:: DATA RECORDS ::
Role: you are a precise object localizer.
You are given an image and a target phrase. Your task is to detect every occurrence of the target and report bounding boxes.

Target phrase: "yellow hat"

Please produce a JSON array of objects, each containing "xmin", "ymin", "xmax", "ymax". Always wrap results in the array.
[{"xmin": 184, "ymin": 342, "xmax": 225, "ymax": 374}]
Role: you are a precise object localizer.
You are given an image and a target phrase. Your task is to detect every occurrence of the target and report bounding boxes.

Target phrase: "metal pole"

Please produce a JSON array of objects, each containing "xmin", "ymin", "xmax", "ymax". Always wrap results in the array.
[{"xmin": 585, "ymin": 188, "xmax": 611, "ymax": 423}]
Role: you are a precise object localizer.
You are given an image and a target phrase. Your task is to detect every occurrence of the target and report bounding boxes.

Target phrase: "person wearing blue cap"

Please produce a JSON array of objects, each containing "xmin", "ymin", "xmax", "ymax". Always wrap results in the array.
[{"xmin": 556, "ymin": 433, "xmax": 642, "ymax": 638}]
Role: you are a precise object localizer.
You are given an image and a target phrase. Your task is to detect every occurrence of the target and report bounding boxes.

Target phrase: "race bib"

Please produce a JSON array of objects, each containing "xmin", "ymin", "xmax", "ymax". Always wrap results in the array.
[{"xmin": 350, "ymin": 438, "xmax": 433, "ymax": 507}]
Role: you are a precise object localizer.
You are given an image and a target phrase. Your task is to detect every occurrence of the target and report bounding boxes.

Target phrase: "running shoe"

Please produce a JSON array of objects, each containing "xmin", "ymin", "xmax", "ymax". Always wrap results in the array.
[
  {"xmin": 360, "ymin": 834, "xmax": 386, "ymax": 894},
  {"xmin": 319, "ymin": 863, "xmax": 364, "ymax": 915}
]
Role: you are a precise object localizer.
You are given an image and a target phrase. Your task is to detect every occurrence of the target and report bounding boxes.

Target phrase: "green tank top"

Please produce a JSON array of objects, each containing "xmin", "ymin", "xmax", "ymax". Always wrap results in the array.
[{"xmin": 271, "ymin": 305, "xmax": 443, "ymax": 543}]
:::
■ **DESCRIPTION OF THE TASK**: An exact written copy of every entry is the required answer.

■ **WRITTEN SOLUTION**:
Role: you are a precise object localizer.
You are given an image and a target phrase. Your task is to detect every occurrence of the target and report bounding boxes.

Target phrase: "yellow hat"

Please produce a JSON array of objects, each containing "xmin", "ymin", "xmax", "ymax". Always wrap results in the array.
[{"xmin": 184, "ymin": 342, "xmax": 225, "ymax": 374}]
Role: you are a precise object localizer.
You are given an image and a target phrase. Your task is to detect every occurrence of the target and report bounding boxes.

Target phrase: "metal pole"

Please produce a JSON array of objects, each containing "xmin", "ymin", "xmax", "ymax". Always wrap results in the array.
[{"xmin": 585, "ymin": 188, "xmax": 611, "ymax": 423}]
Role: you are a precise object localizer.
You are given an image and a target phrase. Your task is to detect every occurrence of the target and report bounding boxes.

Target phrase: "person wearing blue cap"

Please produce a JSON array of objects, each containing "xmin", "ymin", "xmax", "ymax". Always wrap results in the array.
[{"xmin": 556, "ymin": 433, "xmax": 642, "ymax": 638}]
Role: you are a precise object localizer.
You are given an image and a target phrase. Your task is to detect every occurrence of the target and report bounding boxes.

Target phrase: "race bib"

Please produce a JSON array of objects, each containing "xmin", "ymin", "xmax", "ymax". Always wrap results in the array.
[{"xmin": 350, "ymin": 438, "xmax": 433, "ymax": 507}]
Role: you are a precise object localizer.
You are given an image and a target phrase. Your task is to detect every occurrence of the target and report bounding boxes.

Target phrase: "running shoe"

Please produce a JSON array of objects, each containing "xmin", "ymin", "xmax", "ymax". Always wrap results in the array.
[
  {"xmin": 360, "ymin": 834, "xmax": 386, "ymax": 894},
  {"xmin": 319, "ymin": 863, "xmax": 364, "ymax": 915}
]
Role: you are a precise object localizer.
You are given an image and a target phrase. Your task is to detect every occurrence of the target and report bounding boxes.

Target phrase: "green tank top"

Please produce a JSON array of objects, each containing "xmin", "ymin", "xmax", "ymax". Always wrap results in the array.
[{"xmin": 271, "ymin": 305, "xmax": 443, "ymax": 543}]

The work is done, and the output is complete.